▸ To do
Reproduce the records below line for line without any changes, omitting the pictures from your output.

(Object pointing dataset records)
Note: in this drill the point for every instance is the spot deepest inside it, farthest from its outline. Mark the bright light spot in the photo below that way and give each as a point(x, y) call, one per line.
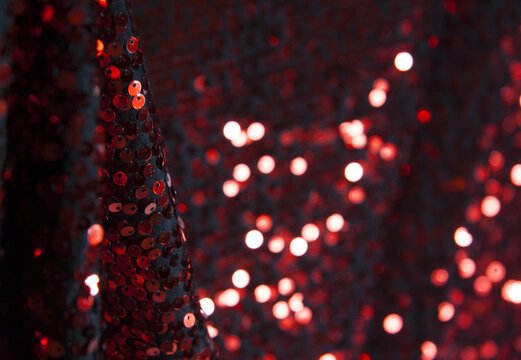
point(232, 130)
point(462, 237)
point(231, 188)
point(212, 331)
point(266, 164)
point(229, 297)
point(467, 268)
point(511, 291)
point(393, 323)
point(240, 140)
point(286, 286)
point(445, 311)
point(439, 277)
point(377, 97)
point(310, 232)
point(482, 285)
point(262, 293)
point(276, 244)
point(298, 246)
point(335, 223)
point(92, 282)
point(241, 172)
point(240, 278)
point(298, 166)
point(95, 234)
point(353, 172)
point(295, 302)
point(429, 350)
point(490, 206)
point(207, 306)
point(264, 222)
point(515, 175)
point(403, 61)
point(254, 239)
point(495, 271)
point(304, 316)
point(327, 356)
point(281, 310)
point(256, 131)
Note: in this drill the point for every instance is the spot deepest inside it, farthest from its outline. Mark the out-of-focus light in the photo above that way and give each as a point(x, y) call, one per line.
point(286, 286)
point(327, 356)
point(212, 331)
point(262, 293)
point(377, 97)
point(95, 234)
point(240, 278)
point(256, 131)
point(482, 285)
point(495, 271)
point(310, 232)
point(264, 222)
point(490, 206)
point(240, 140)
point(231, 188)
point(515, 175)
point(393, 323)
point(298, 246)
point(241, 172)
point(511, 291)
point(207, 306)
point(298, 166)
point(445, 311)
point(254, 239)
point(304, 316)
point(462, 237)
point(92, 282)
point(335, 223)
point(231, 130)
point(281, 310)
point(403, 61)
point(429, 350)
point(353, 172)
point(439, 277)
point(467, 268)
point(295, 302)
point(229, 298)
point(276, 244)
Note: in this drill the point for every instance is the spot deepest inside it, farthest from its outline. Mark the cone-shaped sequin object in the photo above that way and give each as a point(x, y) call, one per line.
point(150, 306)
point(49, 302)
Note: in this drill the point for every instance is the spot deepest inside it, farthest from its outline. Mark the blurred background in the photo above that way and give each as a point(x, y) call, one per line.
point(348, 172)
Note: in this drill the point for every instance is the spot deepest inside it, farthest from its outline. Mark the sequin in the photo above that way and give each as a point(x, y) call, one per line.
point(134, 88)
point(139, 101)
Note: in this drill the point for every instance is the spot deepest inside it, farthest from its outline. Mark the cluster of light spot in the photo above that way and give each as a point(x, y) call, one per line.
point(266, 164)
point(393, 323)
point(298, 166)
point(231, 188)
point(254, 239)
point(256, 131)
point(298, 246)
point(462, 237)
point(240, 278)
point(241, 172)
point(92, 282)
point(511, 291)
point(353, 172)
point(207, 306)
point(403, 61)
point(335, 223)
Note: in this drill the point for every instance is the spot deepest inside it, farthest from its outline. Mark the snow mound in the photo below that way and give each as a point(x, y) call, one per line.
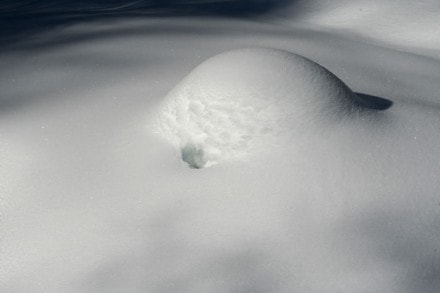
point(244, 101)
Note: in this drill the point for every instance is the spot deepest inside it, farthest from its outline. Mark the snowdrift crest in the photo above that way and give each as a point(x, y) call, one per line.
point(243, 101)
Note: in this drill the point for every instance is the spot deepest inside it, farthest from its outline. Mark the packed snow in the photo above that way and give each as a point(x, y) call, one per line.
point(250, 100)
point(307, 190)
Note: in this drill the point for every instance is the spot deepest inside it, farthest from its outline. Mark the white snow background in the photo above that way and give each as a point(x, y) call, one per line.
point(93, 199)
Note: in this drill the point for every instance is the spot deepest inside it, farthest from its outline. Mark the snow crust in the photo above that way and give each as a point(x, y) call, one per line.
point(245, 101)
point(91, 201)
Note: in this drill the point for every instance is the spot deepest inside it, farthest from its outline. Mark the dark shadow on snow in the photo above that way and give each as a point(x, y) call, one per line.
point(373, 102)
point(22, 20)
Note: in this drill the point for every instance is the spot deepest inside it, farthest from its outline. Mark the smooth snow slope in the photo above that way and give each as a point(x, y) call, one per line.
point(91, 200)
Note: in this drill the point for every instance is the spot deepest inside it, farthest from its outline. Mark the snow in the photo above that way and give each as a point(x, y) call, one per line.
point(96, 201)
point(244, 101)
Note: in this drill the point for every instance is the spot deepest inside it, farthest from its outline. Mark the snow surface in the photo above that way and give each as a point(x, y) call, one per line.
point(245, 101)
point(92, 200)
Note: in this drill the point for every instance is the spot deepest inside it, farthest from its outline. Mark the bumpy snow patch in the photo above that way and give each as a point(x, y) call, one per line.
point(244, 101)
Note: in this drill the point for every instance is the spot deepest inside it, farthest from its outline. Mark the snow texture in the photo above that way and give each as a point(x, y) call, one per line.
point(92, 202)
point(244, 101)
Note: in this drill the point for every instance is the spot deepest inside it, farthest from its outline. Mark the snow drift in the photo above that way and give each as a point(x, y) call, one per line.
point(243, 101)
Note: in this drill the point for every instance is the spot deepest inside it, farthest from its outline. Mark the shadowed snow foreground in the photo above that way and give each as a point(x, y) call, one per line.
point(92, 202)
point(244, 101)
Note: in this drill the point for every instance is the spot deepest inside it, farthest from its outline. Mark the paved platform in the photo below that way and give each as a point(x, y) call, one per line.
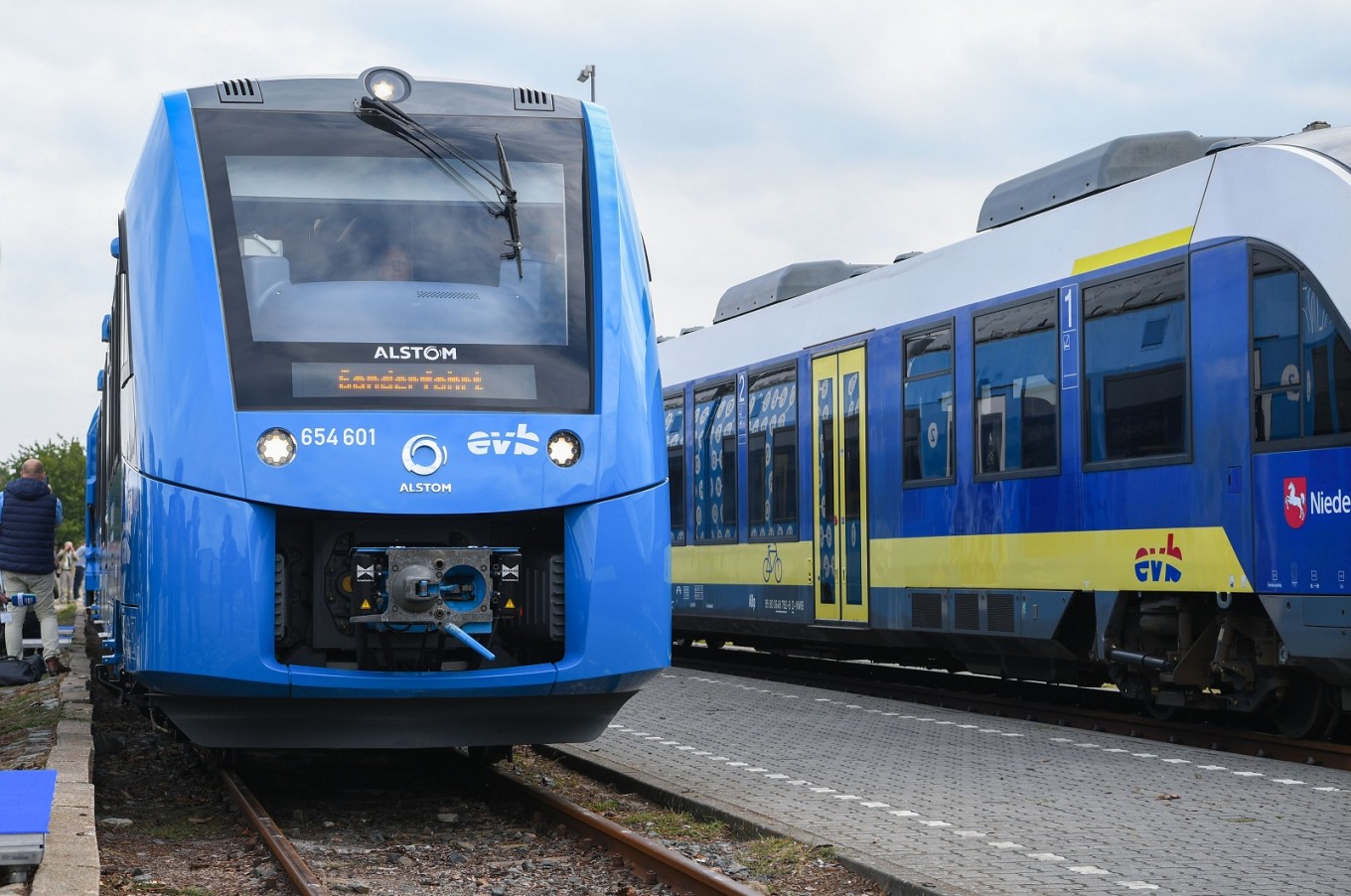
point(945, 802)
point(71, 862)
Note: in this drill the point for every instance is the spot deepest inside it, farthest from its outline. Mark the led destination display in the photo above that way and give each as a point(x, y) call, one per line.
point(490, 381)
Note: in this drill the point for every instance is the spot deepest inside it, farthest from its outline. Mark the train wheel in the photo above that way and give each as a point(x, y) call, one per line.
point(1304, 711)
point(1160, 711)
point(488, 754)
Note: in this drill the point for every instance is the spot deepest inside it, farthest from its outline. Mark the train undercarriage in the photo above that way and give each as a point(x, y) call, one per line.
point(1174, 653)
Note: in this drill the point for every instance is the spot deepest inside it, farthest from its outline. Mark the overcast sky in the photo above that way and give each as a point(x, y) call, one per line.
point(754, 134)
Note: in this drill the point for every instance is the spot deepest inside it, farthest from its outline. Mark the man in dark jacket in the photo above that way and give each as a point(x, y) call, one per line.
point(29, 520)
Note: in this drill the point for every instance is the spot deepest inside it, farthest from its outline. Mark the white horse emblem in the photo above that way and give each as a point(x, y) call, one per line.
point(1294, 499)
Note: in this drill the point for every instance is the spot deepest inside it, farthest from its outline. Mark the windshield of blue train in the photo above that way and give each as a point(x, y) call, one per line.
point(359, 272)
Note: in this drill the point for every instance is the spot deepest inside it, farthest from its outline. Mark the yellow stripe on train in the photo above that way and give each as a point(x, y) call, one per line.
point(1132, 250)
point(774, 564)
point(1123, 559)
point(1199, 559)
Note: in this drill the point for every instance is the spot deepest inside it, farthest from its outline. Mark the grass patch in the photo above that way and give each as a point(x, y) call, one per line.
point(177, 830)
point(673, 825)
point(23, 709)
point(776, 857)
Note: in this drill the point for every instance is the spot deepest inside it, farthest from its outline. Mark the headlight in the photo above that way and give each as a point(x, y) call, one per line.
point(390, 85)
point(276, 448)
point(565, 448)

▸ Answer for this exercise
Note: in this drill the point for every instance is the spot deepest inside it, farthest from its outline. Mark the bright light spot in the photo below that way and give each as a point(x, y) call, one per line.
point(232, 130)
point(462, 237)
point(231, 188)
point(212, 331)
point(266, 164)
point(229, 297)
point(467, 268)
point(511, 291)
point(393, 323)
point(240, 140)
point(286, 286)
point(445, 311)
point(439, 277)
point(377, 97)
point(310, 232)
point(482, 285)
point(262, 293)
point(276, 244)
point(298, 246)
point(335, 223)
point(92, 282)
point(241, 172)
point(240, 278)
point(298, 166)
point(95, 234)
point(353, 172)
point(295, 302)
point(429, 350)
point(490, 206)
point(207, 306)
point(264, 222)
point(515, 175)
point(403, 61)
point(254, 239)
point(495, 271)
point(304, 316)
point(327, 356)
point(281, 310)
point(256, 131)
Note: in this drill the point for every instance is the spot deepest inside it, farthest from its outline. Mark the out-of-focus light in the photo above that way and give each as a point(x, y) call, one per line.
point(286, 286)
point(327, 356)
point(212, 331)
point(262, 293)
point(377, 97)
point(95, 234)
point(240, 278)
point(256, 131)
point(482, 285)
point(495, 271)
point(310, 232)
point(264, 222)
point(490, 206)
point(240, 140)
point(231, 188)
point(515, 175)
point(393, 323)
point(298, 246)
point(241, 172)
point(511, 291)
point(207, 306)
point(298, 166)
point(445, 311)
point(254, 239)
point(304, 316)
point(462, 237)
point(92, 282)
point(335, 223)
point(231, 130)
point(281, 310)
point(403, 61)
point(429, 350)
point(353, 172)
point(439, 277)
point(467, 268)
point(295, 302)
point(229, 298)
point(276, 244)
Note: in this drill the point for every instance is the spot deepest inside it, farthest from its outline. Mark the cone-shaped sequin object in the photo above that way and give each as a point(x, y) call, one per line.
point(150, 306)
point(49, 302)
Note: in this drill the point for every instance is the spot deepest inside it, farthest from its outline. Mark the blurred background in the photo above that way and give each as a point(x, y) call, one per line.
point(348, 172)
Note: in this drill the point for every instance is the spot deepest inside it, farthest from its outline. Mark the sequin in the photo above that way and give each as a point(x, y) call, one per line.
point(134, 88)
point(139, 101)
Note: in this drill the point for every instance is the spot deepest inside it, farthest from its outline. Mark the cluster of light spot in the photo above that way and give each as a point(x, y) call, one per line.
point(266, 164)
point(393, 323)
point(298, 166)
point(231, 188)
point(254, 239)
point(256, 131)
point(298, 246)
point(462, 237)
point(240, 278)
point(241, 172)
point(92, 282)
point(511, 291)
point(353, 172)
point(207, 306)
point(403, 61)
point(335, 223)
Note: in this drill the point for every instance is the spot deepest inside it, farthest from its outline. Mark the snow mound in the photo below that way and give each as a point(x, y) call, one per line.
point(244, 101)
Note: in this drill the point for every instance is the spot deepest inside it, farthest from its outline. Mark the snowdrift crest in the photo above that way and give each as a point(x, y) call, one per line.
point(243, 101)
Note: in this drill the point for every instance is the spot deepest inside it, farthest from its outline. Mark the packed snow in the photo above that way and give each as a point(x, y) call, one per line.
point(250, 100)
point(307, 190)
Note: in this drill the point for every instance is the spot deepest inside it, farthest from its outline. Mark the white snow background in the photo above that way and give each as a point(x, y) call, one per line.
point(93, 199)
Note: in this drill the point for every instance is the spot deepest inside it, farthest from its outline. Mark the snow crust in the photo above that way and give each as a point(x, y) call, one per line.
point(245, 101)
point(91, 201)
Note: in this drill the point for every instance is the spot deepest inside it, farthest from its outline. Mark the dark shadow on snow in the photo above that way and give each as a point(x, y) call, one per line.
point(373, 102)
point(22, 20)
Note: in this drill the point for every instance is the spot deepest inside it, farthest from its outline. Mark the smooth snow slope in the photo above that way and give each as a point(x, y) call, one per line.
point(91, 200)
Note: in this drill the point for every instance is the spot deepest inside it, farthest from its outline. Mark the snow in the photo above that way and give each as a point(x, y) call, one per line.
point(96, 201)
point(244, 101)
Note: in this drill the point for every instance is the spot deepest inside it, farthest from its outline. Mark the snow surface in the photo above that way and give each as a point(x, y) call, one per line.
point(245, 101)
point(92, 200)
Note: in this drill the point for every instance is the spot deepest inside it, farthest from its outline. Mark the bumpy snow patch in the photo above that way and give each as a point(x, y) call, one per line.
point(244, 101)
Note: in this drill the point for every instance is the spot deepest inside it, farthest from its outline. Mark the snow texture in the photo above that way and give each as a point(x, y) call, one per line.
point(92, 202)
point(244, 101)
Note: in this drill the point for every instance is the spot deepest inside it, farthest from its outline. Mark the snow drift in the photo above that way and give each as a point(x, y) call, one per line.
point(243, 101)
Note: in this drill the point for every instance is the spot deepest inside it, farthest from its outline. Mark the shadowed snow foreground in the photo above that way and give each as a point(x, y) call, one per line.
point(92, 202)
point(244, 101)
Note: in this drill the point for every instance is the spot deepest inside it, farthest from its outline. Mark the paved platform in the photo below that way and give each as a point(x, y) call, one per line.
point(945, 802)
point(71, 862)
Note: in this drill the point for every instance is the spot deepest inside it, farthest from its outline. Mark the led destination display in the photo above that way and give each as a point(x, y) call, one per line.
point(490, 381)
Note: in this drill the point for every instance is the spot deepest inside it, farthest from its outline. Mark the train wheel in the photo above that way and give each as a point(x, y) call, one per line.
point(1304, 711)
point(1160, 711)
point(488, 754)
Note: in this drill the point for every instance is the spot deepest inside it, farthest from its outline. Mark the train undercarriage in the photo above that way and give each as a point(x, y) call, one per line.
point(1174, 653)
Note: in this drill the point for every instance is the spot deepest inside it, farthest from its outline. Mark the overcast sky in the photo above that way and give each as a point(x, y) call, one per line.
point(754, 134)
Note: in this drill the point for every instance is the spot deepest inside it, farthest from its outline. Mark the man in dark jacket in the photo above that way and give each as a point(x, y) call, one per line.
point(29, 520)
Note: in this drill the point for every instance is the spot deepest inside it, farthest from its outline. Mark the white horse emblem in the photo above that way and give each as a point(x, y) call, one per line.
point(1294, 499)
Note: in this drill the point for every instance is the spot deepest inside it, farthest from its outline. Mark the windshield of blue train in the photo above that way and give each as a point(x, y) call, one per line.
point(359, 272)
Note: in this drill the point for every instance is the spot deepest inside it, farthest from its outline. Mark the yellow stripe on train in the photo above that way and give each as a point(x, y) call, one per line.
point(1132, 250)
point(774, 564)
point(1123, 559)
point(1199, 559)
Note: in this drill the point for every instance is the spot deepest inside it, farthest from its outline. Mark the grass patch in the photo above that way and give each as a point(x, y) call, one per line.
point(177, 830)
point(673, 825)
point(23, 709)
point(776, 857)
Note: in this drill the point for every instance is the spot deepest inside it, farthest from its outline. Mark the headlight in the photo above that way and give each as a point(x, y) call, one per line.
point(390, 85)
point(276, 448)
point(565, 448)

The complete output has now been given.